The request
Retype the forum thread about piston-driven AR rifles below word for word, changing nothing.
begin Source
Also, let's talk a little about what passes for "innovation". There are already a million and six piston kits and piston-driven, AR-derived guns already out there--including many that eliminate the buffer. What does this thing bring to the table? Instead of trying to come with yet another piston-driven AR, it would be nice if folks set their sights a little higher.

zollen
May 31, 2011, 10:19 PM
Yes it does. Not necessarily formal education, but schooling in the sense that:

1.) The inventor actually has a complete understanding of the current technology.
2.) The inventor has the mechanical wherewithal to come up with something that is not only new but has significant advantages rather than significant disadvantages.

Also, let's talk a little about what passes for "innovation". There are already a million and six piston kits and piston-driven, AR-derived guns already out there--including many that eliminate the buffer. What does this thing bring to the table? Instead of trying to come with yet another piston-driven AR, it would be nice if folks set their sights a little higher.
You mean there are already piston upgrade kit for standard DI AR that could also eliminate the rear buffer tube? Please send us the link.

Shear_stress
May 31, 2011, 10:33 PM
You mean there are already piston upgrade kit for standard DI AR that could also eliminate the rear buffer tube? Please send us the link.

Not that I know of. Including yours, which so far seems to exist largely in your imagination.

And, since I apparently need to help you interpret simple sentances now, there are many piston-driven, AR-derived rifles which don't have a buffer (the Daewoo K1 and K2 for example).

Please do yourself a favor and divert the energy you expend lashing out at constructive criticism toward something more productive.

Vyacheslav
May 31, 2011, 10:33 PM
yes, there is

http://www.quarterbore.com/ar15m16/oa93.htm

Shear_stress
May 31, 2011, 10:46 PM
yes, there is

Interesting. Found this one as well. Amazing what five minutes on Google can tell you:

http://world.guns.ru/assault/usa/zm-weapons-lr-300-e.html

It's currently being resold by Para-Ordnance as the TTR. Uppers are available directly from the manufacturer.

jon_in_wv
May 31, 2011, 10:50 PM
Dude, AR15s are the sacred cow. Suggesting it could be improved in any way is GOING to get you flamed. Whether your idea has merit or not is irrelevant.
end Source
begin Given material
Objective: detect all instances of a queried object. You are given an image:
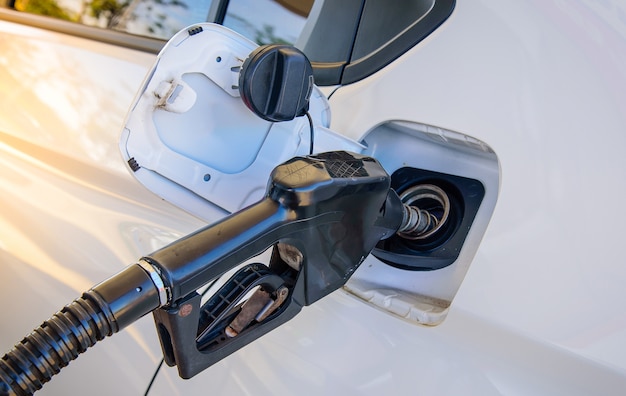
end Given material
Full answer
Also, let's talk a little about what passes for "innovation". There are already a million and six piston kits and piston-driven, AR-derived guns already out there--including many that eliminate the buffer. What does this thing bring to the table? Instead of trying to come with yet another piston-driven AR, it would be nice if folks set their sights a little higher.

zollen
May 31, 2011, 10:19 PM
Yes it does. Not necessarily formal education, but schooling in the sense that:

1.) The inventor actually has a complete understanding of the current technology.
2.) The inventor has the mechanical wherewithal to come up with something that is not only new but has significant advantages rather than significant disadvantages.

Also, let's talk a little about what passes for "innovation". There are already a million and six piston kits and piston-driven, AR-derived guns already out there--including many that eliminate the buffer. What does this thing bring to the table? Instead of trying to come with yet another piston-driven AR, it would be nice if folks set their sights a little higher.
You mean there are already piston upgrade kit for standard DI AR that could also eliminate the rear buffer tube? Please send us the link.

Shear_stress
May 31, 2011, 10:33 PM
You mean there are already piston upgrade kit for standard DI AR that could also eliminate the rear buffer tube? Please send us the link.

Not that I know of. Including yours, which so far seems to exist largely in your imagination.

And, since I apparently need to help you interpret simple sentances now, there are many piston-driven, AR-derived rifles which don't have a buffer (the Daewoo K1 and K2 for example).

Please do yourself a favor and divert the energy you expend lashing out at constructive criticism toward something more productive.

Vyacheslav
May 31, 2011, 10:33 PM
yes, there is

http://www.quarterbore.com/ar15m16/oa93.htm

Shear_stress
May 31, 2011, 10:46 PM
yes, there is

Interesting. Found this one as well. Amazing what five minutes on Google can tell you:

http://world.guns.ru/assault/usa/zm-weapons-lr-300-e.html

It's currently being resold by Para-Ordnance as the TTR. Uppers are available directly from the manufacturer.

jon_in_wv
May 31, 2011, 10:50 PM
Dude, AR15s are the sacred cow. Suggesting it could be improved in any way is GOING to get you flamed. Whether your idea has merit or not is irrelevant.